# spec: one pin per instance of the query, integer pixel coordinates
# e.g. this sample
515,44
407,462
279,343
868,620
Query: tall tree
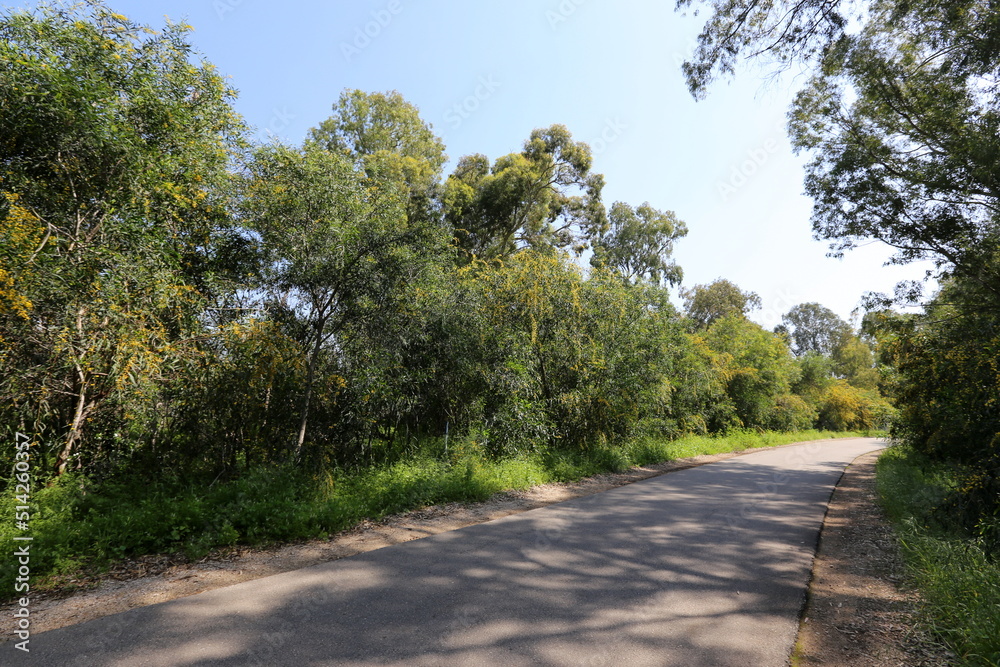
544,196
900,116
387,139
113,155
338,250
812,327
705,304
639,243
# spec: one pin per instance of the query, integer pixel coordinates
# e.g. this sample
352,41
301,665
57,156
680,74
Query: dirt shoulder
858,612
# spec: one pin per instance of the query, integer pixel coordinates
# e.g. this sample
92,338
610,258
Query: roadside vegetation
80,528
207,340
955,571
899,118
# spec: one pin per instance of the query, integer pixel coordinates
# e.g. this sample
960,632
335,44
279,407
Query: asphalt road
705,566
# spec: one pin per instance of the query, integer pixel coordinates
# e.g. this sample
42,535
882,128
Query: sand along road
704,566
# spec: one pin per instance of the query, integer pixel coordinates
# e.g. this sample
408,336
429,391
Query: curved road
704,566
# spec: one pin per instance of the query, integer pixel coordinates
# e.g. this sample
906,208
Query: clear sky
485,73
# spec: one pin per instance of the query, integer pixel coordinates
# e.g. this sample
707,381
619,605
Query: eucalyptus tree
812,327
542,197
639,243
704,304
387,139
339,251
114,150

************

The request
Reproduce the material above line for line, character for character, omitting the pictures.

Output of the task
# spec: one pin per instance of the query, integer pixel coordinates
# e.g. this sample
515,44
407,462
279,343
868,620
Query: tall tree
544,196
900,116
387,139
113,155
338,250
812,327
705,304
639,243
# spec: one pin per instance of the query, integer pixel coordinates
# e.g. this sample
352,41
301,665
57,156
680,74
Query: dirt shoulder
858,612
# spec: one pin per instance of the query, integer pixel coordinates
# e.g. this sample
92,338
610,258
Query: roadside vegetation
80,528
207,340
955,571
899,118
# spec: one pin per instance of the query, integer pixel coordinates
# e.g. this sample
960,632
335,44
279,407
Query: asphalt road
705,566
# spec: one pin per instance of the query, integer pixel coordinates
# e.g. this sample
42,535
882,128
Query: sand along road
704,566
# spec: one pin per instance of the query, integer pixel coordinates
# e.g. this sample
408,336
429,391
Query: curved road
704,566
# spec: one pin per instance of the query, integer pixel coordinates
# e.g. this sample
906,208
Query: clear sky
485,73
# spec: one pin per instance of the query, integer pixel coordinates
# e.g. this sample
707,381
619,605
Query: eucalyptus tree
812,327
542,197
639,243
704,304
387,139
339,251
114,150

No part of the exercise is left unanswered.